- Work to be completed
Render the lines below as a JSON list of strings, one string per line, omitting blank lines and leaving out the pictures.

- Given data
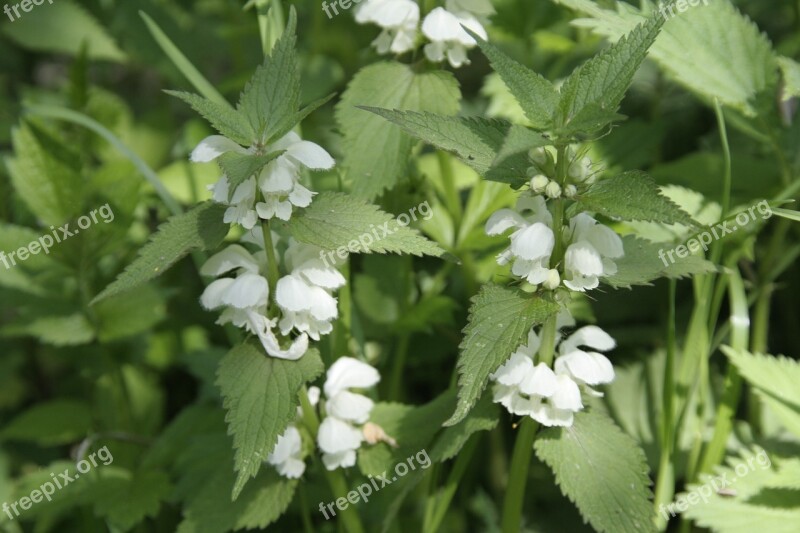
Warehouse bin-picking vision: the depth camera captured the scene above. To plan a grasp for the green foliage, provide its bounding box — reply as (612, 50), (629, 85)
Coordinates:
(336, 62), (460, 199)
(534, 410), (656, 533)
(445, 285), (559, 426)
(217, 342), (324, 500)
(288, 193), (445, 262)
(93, 202), (228, 303)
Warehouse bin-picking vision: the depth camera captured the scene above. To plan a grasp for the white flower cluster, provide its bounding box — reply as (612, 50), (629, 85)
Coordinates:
(267, 357), (395, 478)
(191, 132), (334, 229)
(356, 0), (494, 68)
(486, 149), (624, 426)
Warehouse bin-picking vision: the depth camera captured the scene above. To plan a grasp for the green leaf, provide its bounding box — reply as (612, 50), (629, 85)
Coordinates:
(288, 192), (445, 262)
(722, 346), (800, 436)
(556, 17), (663, 133)
(336, 62), (460, 199)
(576, 170), (698, 227)
(217, 343), (325, 500)
(3, 0), (126, 61)
(0, 400), (92, 446)
(534, 411), (656, 533)
(92, 202), (229, 304)
(164, 91), (257, 146)
(467, 30), (559, 130)
(362, 107), (549, 188)
(445, 285), (559, 426)
(9, 123), (83, 226)
(555, 0), (776, 116)
(604, 235), (717, 288)
(237, 10), (300, 143)
(217, 150), (285, 200)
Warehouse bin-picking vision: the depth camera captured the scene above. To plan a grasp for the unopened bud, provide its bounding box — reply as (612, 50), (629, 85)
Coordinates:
(544, 181), (561, 198)
(542, 268), (561, 291)
(531, 174), (558, 193)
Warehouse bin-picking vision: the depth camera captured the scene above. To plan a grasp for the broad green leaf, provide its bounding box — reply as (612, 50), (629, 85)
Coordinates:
(336, 62), (460, 199)
(0, 400), (92, 446)
(164, 91), (257, 146)
(237, 9), (300, 143)
(363, 107), (549, 188)
(577, 171), (698, 227)
(604, 235), (716, 288)
(556, 17), (663, 133)
(288, 192), (445, 263)
(92, 202), (229, 304)
(8, 124), (83, 226)
(445, 285), (559, 426)
(217, 150), (284, 196)
(3, 0), (126, 62)
(217, 343), (325, 500)
(555, 0), (776, 116)
(534, 410), (656, 533)
(722, 346), (800, 436)
(467, 30), (559, 130)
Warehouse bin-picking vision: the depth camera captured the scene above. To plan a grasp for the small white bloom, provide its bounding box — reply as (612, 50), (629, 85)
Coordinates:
(317, 357), (380, 470)
(356, 0), (419, 54)
(422, 7), (487, 68)
(564, 213), (624, 292)
(267, 426), (306, 479)
(486, 196), (555, 285)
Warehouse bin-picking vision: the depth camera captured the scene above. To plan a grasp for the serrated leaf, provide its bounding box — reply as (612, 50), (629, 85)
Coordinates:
(577, 170), (698, 227)
(555, 0), (776, 116)
(722, 346), (800, 436)
(217, 343), (325, 500)
(164, 91), (256, 146)
(534, 410), (656, 533)
(288, 192), (445, 262)
(8, 123), (83, 226)
(604, 235), (717, 288)
(92, 202), (229, 305)
(362, 107), (549, 188)
(467, 30), (559, 130)
(556, 14), (664, 129)
(445, 284), (559, 426)
(237, 9), (300, 143)
(3, 0), (126, 61)
(0, 400), (92, 446)
(217, 150), (285, 200)
(336, 62), (460, 199)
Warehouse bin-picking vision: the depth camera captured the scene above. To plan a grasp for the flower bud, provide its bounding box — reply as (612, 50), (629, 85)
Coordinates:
(531, 174), (558, 194)
(542, 268), (561, 291)
(544, 181), (561, 198)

- Exercise result
[
  "Warehouse bin-picking vision: the depth camera captured the scene above. To plan a grasp for the green foliage, provide its bounding box — reply as (612, 50), (629, 85)",
  "Coordinates:",
  "(336, 62), (460, 199)",
  "(534, 410), (656, 533)",
  "(445, 285), (559, 426)",
  "(217, 342), (324, 500)",
  "(288, 193), (445, 262)",
  "(93, 202), (228, 303)",
  "Warehouse bin-picking vision: the depth camera captured the scene above. To plan a grasp for the white flower cluster, provide its bounding box — reply as (612, 50), (629, 85)",
  "Coordinates:",
  "(267, 357), (395, 478)",
  "(191, 132), (334, 229)",
  "(356, 0), (494, 68)",
  "(486, 149), (624, 426)",
  "Warehouse bin-picking vision: the depth camera captured the scene above. To plan a grasp for the green leaf, provide its bounding box — reply as (612, 50), (629, 85)",
  "Coordinates:",
  "(288, 192), (445, 262)",
  "(722, 346), (800, 436)",
  "(556, 17), (663, 133)",
  "(336, 62), (460, 199)",
  "(576, 170), (698, 227)",
  "(217, 343), (325, 500)",
  "(3, 0), (126, 61)",
  "(0, 400), (92, 446)",
  "(534, 411), (656, 533)",
  "(92, 202), (229, 304)",
  "(164, 91), (257, 146)",
  "(467, 30), (559, 130)",
  "(362, 107), (549, 188)",
  "(445, 285), (559, 426)",
  "(9, 123), (83, 226)",
  "(555, 0), (776, 116)",
  "(604, 235), (717, 288)",
  "(237, 10), (300, 143)",
  "(217, 150), (285, 200)",
  "Warehouse bin-picking vision: the depth camera captured the scene above. To plan a grasp for the unopened bud, provide its bounding box — reply as (612, 50), (629, 85)",
  "Coordinates:",
  "(544, 181), (561, 198)",
  "(542, 268), (561, 291)",
  "(531, 174), (558, 193)",
  "Warehouse bin-picking vision: the depth camera captured the scene above. To plan a grasp for the broad green leaf, provide its bounding box — reply as (612, 50), (629, 85)",
  "Coordinates:",
  "(336, 62), (460, 199)",
  "(0, 400), (92, 446)",
  "(164, 91), (257, 146)",
  "(237, 9), (300, 143)",
  "(363, 107), (549, 188)",
  "(577, 171), (698, 227)",
  "(604, 235), (716, 288)",
  "(556, 17), (663, 133)",
  "(288, 192), (445, 263)",
  "(92, 202), (229, 304)",
  "(8, 124), (83, 226)",
  "(445, 285), (559, 426)",
  "(217, 150), (284, 196)",
  "(3, 0), (126, 62)",
  "(217, 343), (325, 500)",
  "(555, 0), (776, 116)",
  "(534, 410), (656, 533)",
  "(722, 346), (800, 436)",
  "(467, 30), (559, 130)",
  "Warehouse bin-picking vision: the depth camera captured the scene above. To plan a grasp for the small white bloom, provide its bounding box — reply as (612, 50), (629, 85)",
  "Coordinates:",
  "(317, 357), (380, 470)",
  "(356, 0), (419, 54)",
  "(422, 7), (487, 68)",
  "(564, 213), (624, 292)",
  "(267, 426), (306, 479)",
  "(486, 196), (555, 285)",
  "Warehouse bin-picking vision: the depth camera captured the scene above. To plan a grasp for the serrated leaf, provide its bounding box — reply as (612, 50), (629, 85)",
  "Coordinates:",
  "(577, 170), (698, 227)",
  "(555, 0), (776, 116)",
  "(722, 346), (800, 436)",
  "(217, 343), (325, 500)",
  "(164, 91), (256, 146)",
  "(534, 410), (656, 533)",
  "(288, 192), (445, 262)",
  "(8, 123), (83, 226)",
  "(604, 235), (717, 288)",
  "(92, 202), (229, 305)",
  "(362, 107), (549, 188)",
  "(467, 30), (559, 130)",
  "(556, 14), (664, 129)",
  "(445, 284), (559, 426)",
  "(237, 9), (300, 143)",
  "(3, 0), (126, 61)",
  "(0, 400), (92, 446)",
  "(217, 150), (285, 200)",
  "(336, 62), (460, 199)",
  "Warehouse bin-picking vision: the depth camera captured the scene above. To plan a grasp for the flower bud, provide its bounding box — reply as (612, 50), (629, 85)",
  "Coordinates:",
  "(531, 174), (558, 194)",
  "(542, 268), (561, 291)",
  "(544, 181), (561, 198)"
]